◆ Goal ◆
List every impurity measure computed in the slide on the second iteration for information gain below, with the value given for each.

== Source extract

Slide 13.17: The second iteration for information gain

The Second Iteration for Information Gain

In the second iteration, we need to update our data table. Since Expensive and Standard “Travel cost/km” have been associated with pure class, we do not need these data any longer. For second iteration, our data table D is only come from the Cheap “Travel cost/km.” We remove attribute travel cost/km from the data because they are equal and redundant as follows.

Attributes				Classes
Gender	Car Ownership	Travel Cost ($)/km	Income Level	Transportation Mode
Female	0	~~Cheap~~	Low	Bus
Male	0	~~Cheap~~	Low	Bus
Male	1	~~Cheap~~	Medium	Bus
Male	1	~~Cheap~~	Medium	Bus
Female	1	~~Cheap~~	Medium	Train

⇓

Attributes			Classes
Gender	Car Ownership	Income Level	Transportation Mode
Female	0	Low	Bus
Male	0	Low	Bus
Male	1	Medium	Bus
Male	1	Medium	Bus
Female	1	Medium	Train

Now we have only three attributes: “Gender,” “Car ownership,” and “Income level.” Based on these data, probability of each class and the degree of impurity are computed as follows:

  Prob( Bus )   = 4 / 5 = 0.8        # 4B / 5 rows
  Prob( Train ) = 1 / 5 = 0.2        # 1T / 5 rows

  Entropy = –0.8×log(0.8) – 0.2×log(0.2) = 0.722

  Gini index = 1 – (0.8² + 0.2²) = 0.320

  Classification error = 1 – Max{0.8, 0.2} = 1 – 0.8 = 0.200

====
== Provided records

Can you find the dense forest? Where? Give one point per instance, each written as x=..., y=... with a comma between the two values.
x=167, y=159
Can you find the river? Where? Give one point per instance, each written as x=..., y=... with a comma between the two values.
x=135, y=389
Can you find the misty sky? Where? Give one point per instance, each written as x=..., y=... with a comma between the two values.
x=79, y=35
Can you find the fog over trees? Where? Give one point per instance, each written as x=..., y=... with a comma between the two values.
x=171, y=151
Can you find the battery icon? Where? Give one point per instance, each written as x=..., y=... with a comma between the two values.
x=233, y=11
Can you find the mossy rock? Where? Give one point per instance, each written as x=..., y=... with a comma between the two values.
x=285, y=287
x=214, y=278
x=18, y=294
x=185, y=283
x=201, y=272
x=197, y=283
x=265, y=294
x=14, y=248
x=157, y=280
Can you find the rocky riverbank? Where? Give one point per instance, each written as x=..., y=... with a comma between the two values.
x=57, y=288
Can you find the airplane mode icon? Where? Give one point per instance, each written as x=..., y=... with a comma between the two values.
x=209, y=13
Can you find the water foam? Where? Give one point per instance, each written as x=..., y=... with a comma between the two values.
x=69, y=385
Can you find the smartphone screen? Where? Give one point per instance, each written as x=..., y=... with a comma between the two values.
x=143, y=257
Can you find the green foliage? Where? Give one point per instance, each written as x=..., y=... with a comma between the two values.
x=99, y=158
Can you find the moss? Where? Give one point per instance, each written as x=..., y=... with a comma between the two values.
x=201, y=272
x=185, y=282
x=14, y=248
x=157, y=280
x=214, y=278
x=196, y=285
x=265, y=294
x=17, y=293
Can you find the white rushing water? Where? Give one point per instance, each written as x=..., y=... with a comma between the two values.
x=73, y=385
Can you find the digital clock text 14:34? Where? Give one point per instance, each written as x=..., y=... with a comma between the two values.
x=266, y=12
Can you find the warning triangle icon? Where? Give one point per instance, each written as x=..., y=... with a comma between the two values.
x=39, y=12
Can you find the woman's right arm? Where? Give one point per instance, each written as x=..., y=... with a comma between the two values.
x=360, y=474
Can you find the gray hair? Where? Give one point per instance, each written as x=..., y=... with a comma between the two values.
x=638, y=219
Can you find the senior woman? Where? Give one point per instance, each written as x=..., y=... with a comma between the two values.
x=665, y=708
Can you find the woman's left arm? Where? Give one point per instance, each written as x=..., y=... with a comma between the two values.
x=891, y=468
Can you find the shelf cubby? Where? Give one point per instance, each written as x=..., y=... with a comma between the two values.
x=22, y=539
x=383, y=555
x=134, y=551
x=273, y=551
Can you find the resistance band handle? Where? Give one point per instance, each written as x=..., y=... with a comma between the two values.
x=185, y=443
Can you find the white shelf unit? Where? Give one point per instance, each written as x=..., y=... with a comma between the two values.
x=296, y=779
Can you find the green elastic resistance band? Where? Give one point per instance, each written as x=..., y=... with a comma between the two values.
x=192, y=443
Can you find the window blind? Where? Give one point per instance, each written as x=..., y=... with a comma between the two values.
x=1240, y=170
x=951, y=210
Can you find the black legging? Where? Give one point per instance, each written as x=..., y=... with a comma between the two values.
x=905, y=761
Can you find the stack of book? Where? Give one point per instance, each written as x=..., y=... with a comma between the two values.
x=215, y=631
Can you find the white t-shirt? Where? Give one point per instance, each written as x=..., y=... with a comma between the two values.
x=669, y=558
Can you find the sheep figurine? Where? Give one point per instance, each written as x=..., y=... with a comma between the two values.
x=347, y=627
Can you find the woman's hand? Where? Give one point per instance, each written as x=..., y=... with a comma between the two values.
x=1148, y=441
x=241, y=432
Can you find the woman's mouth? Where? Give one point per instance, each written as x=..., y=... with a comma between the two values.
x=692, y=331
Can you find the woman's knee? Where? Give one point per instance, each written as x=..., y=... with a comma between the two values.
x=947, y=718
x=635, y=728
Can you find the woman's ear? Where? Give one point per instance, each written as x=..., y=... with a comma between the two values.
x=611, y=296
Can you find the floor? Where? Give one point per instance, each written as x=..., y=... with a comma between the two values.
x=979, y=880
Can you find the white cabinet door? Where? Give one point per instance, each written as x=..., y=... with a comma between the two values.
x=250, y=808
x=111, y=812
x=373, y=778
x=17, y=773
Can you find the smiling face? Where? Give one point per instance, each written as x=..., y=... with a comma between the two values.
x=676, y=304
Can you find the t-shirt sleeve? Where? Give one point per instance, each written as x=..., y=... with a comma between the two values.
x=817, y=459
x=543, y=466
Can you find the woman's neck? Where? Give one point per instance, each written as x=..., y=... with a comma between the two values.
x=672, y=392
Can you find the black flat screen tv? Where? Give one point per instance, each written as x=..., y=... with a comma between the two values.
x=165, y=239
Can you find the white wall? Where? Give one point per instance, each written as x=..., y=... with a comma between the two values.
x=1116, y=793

====

◆ Result for this exercise ◆
- Entropy: 0.722
- Gini index: 0.320
- Classification error: 0.200